[Start of Stored records]

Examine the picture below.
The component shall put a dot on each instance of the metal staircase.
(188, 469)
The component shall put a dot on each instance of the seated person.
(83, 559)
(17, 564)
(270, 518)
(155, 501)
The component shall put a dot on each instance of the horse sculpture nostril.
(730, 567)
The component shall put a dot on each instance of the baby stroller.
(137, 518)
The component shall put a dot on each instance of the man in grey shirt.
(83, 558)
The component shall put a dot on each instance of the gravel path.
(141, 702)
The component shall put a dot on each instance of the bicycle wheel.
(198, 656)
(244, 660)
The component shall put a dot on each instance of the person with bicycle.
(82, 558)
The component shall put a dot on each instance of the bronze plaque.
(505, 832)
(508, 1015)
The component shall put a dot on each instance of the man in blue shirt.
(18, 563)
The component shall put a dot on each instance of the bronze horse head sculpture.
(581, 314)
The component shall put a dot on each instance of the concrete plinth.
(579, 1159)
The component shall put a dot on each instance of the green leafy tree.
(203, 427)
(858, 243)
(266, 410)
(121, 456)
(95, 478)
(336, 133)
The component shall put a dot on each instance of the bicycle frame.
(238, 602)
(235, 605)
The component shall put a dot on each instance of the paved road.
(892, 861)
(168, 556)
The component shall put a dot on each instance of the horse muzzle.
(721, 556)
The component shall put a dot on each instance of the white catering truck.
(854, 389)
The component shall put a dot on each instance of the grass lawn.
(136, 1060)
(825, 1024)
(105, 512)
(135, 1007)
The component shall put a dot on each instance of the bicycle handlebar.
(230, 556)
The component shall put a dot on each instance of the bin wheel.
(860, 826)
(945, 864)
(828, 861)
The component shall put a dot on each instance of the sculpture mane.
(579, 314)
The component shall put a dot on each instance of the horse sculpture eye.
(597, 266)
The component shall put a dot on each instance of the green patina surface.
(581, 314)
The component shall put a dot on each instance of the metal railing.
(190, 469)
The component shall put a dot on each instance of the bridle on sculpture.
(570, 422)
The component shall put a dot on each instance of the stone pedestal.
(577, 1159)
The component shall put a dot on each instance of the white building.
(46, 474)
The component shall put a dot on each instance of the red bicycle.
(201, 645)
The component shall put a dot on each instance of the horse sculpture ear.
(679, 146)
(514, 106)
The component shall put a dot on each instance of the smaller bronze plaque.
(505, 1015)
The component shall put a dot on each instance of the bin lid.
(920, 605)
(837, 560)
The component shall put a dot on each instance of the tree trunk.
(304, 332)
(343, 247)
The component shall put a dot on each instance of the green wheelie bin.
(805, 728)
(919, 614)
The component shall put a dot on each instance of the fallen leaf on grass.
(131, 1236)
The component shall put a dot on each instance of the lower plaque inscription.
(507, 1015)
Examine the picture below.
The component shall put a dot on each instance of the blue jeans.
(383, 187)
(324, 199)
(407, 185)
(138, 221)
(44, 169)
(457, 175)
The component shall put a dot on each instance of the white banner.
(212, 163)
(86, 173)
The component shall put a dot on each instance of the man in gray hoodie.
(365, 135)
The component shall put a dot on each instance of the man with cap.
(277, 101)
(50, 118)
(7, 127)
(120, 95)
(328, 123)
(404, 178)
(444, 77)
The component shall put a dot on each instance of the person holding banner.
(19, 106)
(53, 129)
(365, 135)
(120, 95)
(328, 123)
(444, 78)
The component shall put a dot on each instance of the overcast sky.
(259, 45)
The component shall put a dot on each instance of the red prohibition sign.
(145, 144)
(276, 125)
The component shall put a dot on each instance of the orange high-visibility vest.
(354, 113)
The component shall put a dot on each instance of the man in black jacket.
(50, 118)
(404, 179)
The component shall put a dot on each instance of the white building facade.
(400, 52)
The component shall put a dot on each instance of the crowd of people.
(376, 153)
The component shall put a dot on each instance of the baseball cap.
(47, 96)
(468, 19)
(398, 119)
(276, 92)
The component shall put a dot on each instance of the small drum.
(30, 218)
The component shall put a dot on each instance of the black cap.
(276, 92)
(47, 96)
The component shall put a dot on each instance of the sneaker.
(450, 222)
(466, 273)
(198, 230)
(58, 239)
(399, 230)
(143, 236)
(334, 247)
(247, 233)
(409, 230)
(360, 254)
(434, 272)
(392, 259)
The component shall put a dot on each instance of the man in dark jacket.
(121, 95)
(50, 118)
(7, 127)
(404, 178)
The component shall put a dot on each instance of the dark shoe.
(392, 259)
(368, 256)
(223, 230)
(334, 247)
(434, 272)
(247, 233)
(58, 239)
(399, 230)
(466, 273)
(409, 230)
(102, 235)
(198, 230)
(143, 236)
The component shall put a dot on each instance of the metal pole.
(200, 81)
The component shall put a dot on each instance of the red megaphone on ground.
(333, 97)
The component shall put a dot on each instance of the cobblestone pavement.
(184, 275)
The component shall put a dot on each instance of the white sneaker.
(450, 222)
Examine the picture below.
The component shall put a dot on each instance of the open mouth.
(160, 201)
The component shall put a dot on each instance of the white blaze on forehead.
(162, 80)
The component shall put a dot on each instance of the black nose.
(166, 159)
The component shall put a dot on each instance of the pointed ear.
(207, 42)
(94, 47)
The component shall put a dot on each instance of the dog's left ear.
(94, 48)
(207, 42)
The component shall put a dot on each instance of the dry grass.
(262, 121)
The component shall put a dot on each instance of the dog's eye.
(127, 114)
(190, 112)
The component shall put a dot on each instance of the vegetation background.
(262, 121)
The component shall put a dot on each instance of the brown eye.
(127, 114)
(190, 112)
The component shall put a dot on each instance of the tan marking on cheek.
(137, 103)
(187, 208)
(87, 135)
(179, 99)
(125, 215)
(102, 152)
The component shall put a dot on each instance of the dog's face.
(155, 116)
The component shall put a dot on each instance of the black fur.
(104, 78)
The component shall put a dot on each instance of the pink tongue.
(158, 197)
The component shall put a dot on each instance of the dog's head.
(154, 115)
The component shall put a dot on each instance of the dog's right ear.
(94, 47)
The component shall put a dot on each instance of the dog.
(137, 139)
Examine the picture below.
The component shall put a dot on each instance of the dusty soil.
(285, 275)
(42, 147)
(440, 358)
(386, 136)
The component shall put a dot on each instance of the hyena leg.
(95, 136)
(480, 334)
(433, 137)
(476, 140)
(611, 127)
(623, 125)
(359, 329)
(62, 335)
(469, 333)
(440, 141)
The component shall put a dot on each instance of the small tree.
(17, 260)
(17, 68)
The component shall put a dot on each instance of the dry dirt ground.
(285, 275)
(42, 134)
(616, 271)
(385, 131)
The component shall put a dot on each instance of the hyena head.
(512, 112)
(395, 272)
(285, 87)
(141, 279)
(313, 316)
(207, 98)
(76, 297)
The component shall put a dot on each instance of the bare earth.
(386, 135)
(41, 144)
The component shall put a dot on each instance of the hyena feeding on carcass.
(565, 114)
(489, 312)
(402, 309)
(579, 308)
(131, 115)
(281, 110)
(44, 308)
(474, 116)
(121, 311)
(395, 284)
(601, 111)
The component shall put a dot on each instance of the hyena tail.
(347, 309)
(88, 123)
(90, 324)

[End of Stored records]

> [Exercise aim] Using the data above, return each line exactly as written.

> [Task output]
Examine the picture below.
The component shall put a dot on each instance of the metal staircase.
(188, 469)
The component shall put a dot on each instance of the seated person.
(83, 559)
(17, 564)
(270, 518)
(155, 501)
The component shall put a dot on each instance of the horse sculpture nostril.
(730, 567)
The component shall put a dot on each instance of the baby stroller.
(137, 518)
The component shall put a dot on each instance of the man in grey shirt.
(83, 558)
The component shall put a dot on each instance of the gravel path.
(141, 702)
The component shall put a dot on each instance of the bicycle wheel.
(198, 656)
(244, 660)
The component shall put a dot on each instance of the person with bicycle.
(82, 558)
The component shall put a dot on each instance of the bronze plaque.
(505, 832)
(508, 1015)
The component shall put a dot on each instance of the man in blue shirt.
(18, 563)
The component shall put a dot on each instance of the bronze horse head sculpture.
(581, 314)
The component shall put a dot on each instance of the concrete plinth.
(579, 1159)
The component shall put a dot on each instance of the green leafy tree.
(203, 427)
(858, 243)
(266, 410)
(121, 456)
(95, 478)
(336, 133)
The component shall put a dot on each instance of the bicycle frame.
(238, 602)
(235, 605)
The component shall put a dot on each instance of the paved road.
(892, 861)
(168, 556)
The component shall put a dot on each instance of the horse muzzle.
(721, 556)
The component shall put a dot on each instance of the white catering truck.
(854, 389)
The component shall put a dot on each instance of the grass lawn.
(136, 1060)
(825, 1024)
(105, 512)
(135, 1007)
The component shall put a dot on each instance of the bicycle handlebar.
(230, 556)
The component shall put a dot on each instance of the bin wheel.
(860, 826)
(945, 864)
(828, 861)
The component shall put a dot on each instance of the sculpture mane.
(579, 314)
The component shall put a dot on each instance of the horse sculpture eye.
(597, 266)
The component shall put a dot on each instance of the green patina surface.
(581, 314)
The component shall put a dot on each instance of the metal railing.
(190, 469)
The component shall put a dot on each instance of the bridle on sculpture.
(570, 422)
The component shall put a dot on each instance of the stone pedestal.
(577, 1159)
The component shall put a dot on each instance of the white building.
(46, 474)
The component shall put a dot on each instance of the red bicycle.
(201, 645)
The component shall put a dot on each instance of the horse sculpture ear.
(679, 146)
(514, 106)
The component shall put a dot on each instance of the smaller bronze plaque.
(505, 1015)
The component shall put a dot on each instance of the bin lid.
(920, 605)
(837, 560)
The component shall put a dot on each instance of the tree trunk.
(304, 332)
(343, 247)
The component shall put a dot on each instance of the green wheelie bin.
(805, 728)
(919, 614)
The component shall put a dot on each instance of the fallen leaf on grass.
(131, 1236)
The component shall put a dot on each instance of the lower plaque inscription.
(507, 1015)
Examine the picture below.
The component shall put a dot on each instance of the blue jeans.
(383, 187)
(324, 199)
(407, 185)
(138, 221)
(44, 169)
(457, 175)
The component shall put a dot on each instance of the white banner.
(212, 163)
(86, 173)
The component shall put a dot on each instance of the man in gray hoodie.
(365, 135)
The component shall put a dot on each instance of the man with cap.
(277, 101)
(50, 118)
(7, 127)
(120, 95)
(328, 123)
(404, 178)
(444, 77)
The component shall put a dot on each instance of the person holding banner.
(19, 106)
(53, 129)
(365, 135)
(120, 95)
(328, 123)
(444, 78)
The component shall put a dot on each instance of the overcast sky.
(259, 45)
The component shall put a dot on each instance of the red prohibition sign.
(145, 144)
(276, 125)
The component shall put a dot on each instance of the orange high-visibility vest.
(354, 113)
The component shall put a dot on each instance of the man in black jacket.
(50, 118)
(404, 179)
The component shall put a dot on each instance of the white building facade.
(400, 52)
The component shall put a dot on each instance of the crowd of people.
(376, 153)
The component shall put a dot on each instance of the baseball cap.
(47, 96)
(468, 19)
(398, 119)
(276, 92)
The component shall put a dot on each instance of the small drum.
(30, 218)
The component shall put a dot on each instance of the black cap.
(276, 92)
(47, 96)
The component shall put a dot on each instance of the sneaker.
(450, 222)
(466, 273)
(198, 230)
(58, 239)
(399, 230)
(143, 236)
(334, 247)
(247, 233)
(409, 230)
(360, 254)
(434, 272)
(392, 259)
The component shall put a dot on each instance of the man in dark jacket.
(121, 95)
(50, 118)
(7, 127)
(404, 178)
The component shall put a dot on each instance of the dark shoe.
(392, 259)
(368, 256)
(223, 230)
(334, 247)
(434, 272)
(247, 233)
(58, 239)
(399, 230)
(466, 273)
(409, 230)
(102, 235)
(198, 230)
(143, 236)
The component shall put a dot on each instance of the metal pole.
(200, 81)
The component shall put a dot on each instance of the red megaphone on ground.
(333, 97)
The component shall put a dot on each instance of the cobblestone pavement.
(184, 275)
The component shall put a dot on each instance of the white sneaker.
(450, 222)
Examine the picture below.
The component shall put a dot on each instance of the open mouth.
(160, 201)
The component shall put a dot on each instance of the white blaze on forehead.
(162, 80)
The component shall put a dot on each instance of the black nose.
(166, 159)
The component shall put a dot on each instance of the pointed ear.
(207, 42)
(94, 47)
The component shall put a dot on each instance of the dog's left ear.
(94, 48)
(207, 42)
The component shall put a dot on each instance of the dry grass.
(262, 121)
The component shall put a dot on each instance of the dog's eye.
(127, 114)
(190, 112)
The component shall put a dot on each instance of the vegetation background.
(262, 121)
The component shall put a dot on each instance of the brown eye.
(127, 114)
(190, 112)
The component shall put a dot on each instance of the tan marking on cheek.
(137, 103)
(187, 208)
(87, 135)
(179, 99)
(125, 215)
(102, 152)
The component shall put a dot on each instance of the dog's face.
(155, 116)
The component shall put a dot on each instance of the black fur.
(104, 78)
The component shall put a dot on each instance of the pink tongue.
(158, 197)
The component shall put a dot on each instance of the dog's head.
(154, 115)
The component shall put a dot on each instance of the dog's right ear.
(94, 47)
The component shall put a dot on each instance of the dog.
(137, 139)
Examine the picture below.
The component shall put a dot on each instance of the dusty soil.
(285, 275)
(42, 147)
(440, 358)
(386, 136)
The component shall put a dot on each instance of the hyena leg.
(95, 136)
(480, 334)
(433, 137)
(476, 140)
(611, 127)
(623, 125)
(359, 329)
(62, 335)
(469, 333)
(440, 141)
The component shall put a dot on each instance of the small tree.
(17, 260)
(17, 68)
The component shall put a dot on each instance of the dry dirt ground.
(285, 275)
(42, 134)
(616, 271)
(385, 131)
The component shall put a dot on each instance of the hyena head.
(512, 112)
(395, 272)
(285, 87)
(141, 279)
(313, 316)
(207, 98)
(76, 297)
The component shall put a dot on each instance of the bare earth.
(386, 135)
(41, 144)
The component shall put a dot on each instance of the hyena feeding on carcass.
(565, 114)
(489, 312)
(402, 309)
(579, 308)
(131, 115)
(281, 110)
(44, 308)
(474, 116)
(121, 311)
(395, 284)
(601, 111)
The component shall put a dot on each instance of the hyena tail.
(347, 309)
(88, 123)
(90, 324)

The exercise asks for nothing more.